Transcribe the data in full and exactly, omitting any pictures.
---------- Recorded information ----------
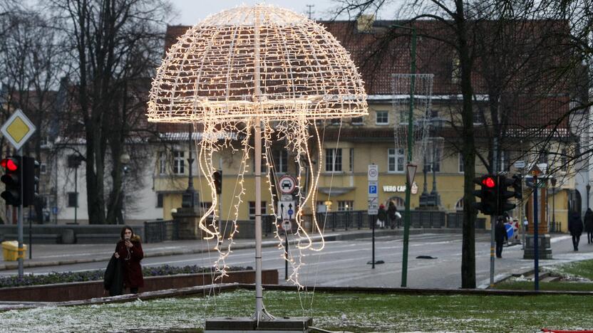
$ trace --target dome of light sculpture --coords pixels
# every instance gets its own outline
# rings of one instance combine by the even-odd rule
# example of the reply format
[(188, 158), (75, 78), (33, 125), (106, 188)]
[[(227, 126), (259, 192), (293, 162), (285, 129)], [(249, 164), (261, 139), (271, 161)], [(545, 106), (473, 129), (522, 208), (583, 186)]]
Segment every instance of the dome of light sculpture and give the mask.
----------
Reply
$ trace --target dome of light sculpture --coords pixels
# every instance gets its own outline
# rings of one instance combine by the even-odd rule
# example of the reply format
[(188, 158), (75, 78), (33, 125), (106, 188)]
[[(227, 126), (259, 192), (293, 162), (285, 129)], [(249, 164), (261, 139), (271, 161)], [(545, 106), (473, 129), (522, 208), (583, 186)]]
Segment every instance of the dome of light sculpture and give the mask.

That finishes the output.